Write out the entries below exactly as they stand. Skip every image.

Data to process START

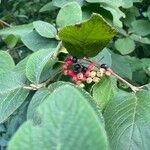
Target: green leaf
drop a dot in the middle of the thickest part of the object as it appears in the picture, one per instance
(88, 38)
(10, 81)
(140, 39)
(116, 13)
(104, 57)
(10, 101)
(38, 99)
(104, 90)
(6, 62)
(141, 27)
(36, 42)
(11, 40)
(118, 3)
(59, 3)
(125, 45)
(127, 121)
(39, 66)
(20, 30)
(48, 7)
(62, 127)
(121, 66)
(45, 29)
(69, 14)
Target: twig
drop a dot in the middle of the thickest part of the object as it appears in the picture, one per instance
(5, 23)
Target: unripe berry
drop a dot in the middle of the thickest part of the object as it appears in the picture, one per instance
(89, 80)
(96, 79)
(92, 74)
(80, 76)
(91, 67)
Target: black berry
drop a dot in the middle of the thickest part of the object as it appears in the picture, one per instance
(74, 59)
(84, 69)
(104, 66)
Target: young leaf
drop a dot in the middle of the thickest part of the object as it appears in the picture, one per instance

Data to process END

### Solution below
Target: green leaf
drop a dot in the middle of the thickest part of the object as it appears in the picture, one per instance
(88, 38)
(10, 81)
(140, 39)
(116, 13)
(104, 57)
(10, 101)
(38, 99)
(104, 90)
(6, 62)
(141, 27)
(36, 42)
(11, 40)
(118, 3)
(59, 3)
(125, 45)
(127, 121)
(39, 66)
(20, 30)
(48, 7)
(62, 127)
(121, 66)
(45, 29)
(69, 14)
Target: twig
drop a dot in the middle of the thickest part of the object as it appears in the picture, one per instance
(5, 23)
Target: unripe berry
drop a dot in the middle of the thickest part of the object as it appears in the picture, one per instance
(89, 80)
(96, 79)
(92, 74)
(80, 76)
(91, 67)
Target: black berry
drop a dot in the middle of the thickest part of the object as it appears in the picture, one per instance
(74, 59)
(84, 69)
(104, 66)
Target: young leaf
drop a dot in the middle of the thickest part of the object as it appears in the picture, one per instance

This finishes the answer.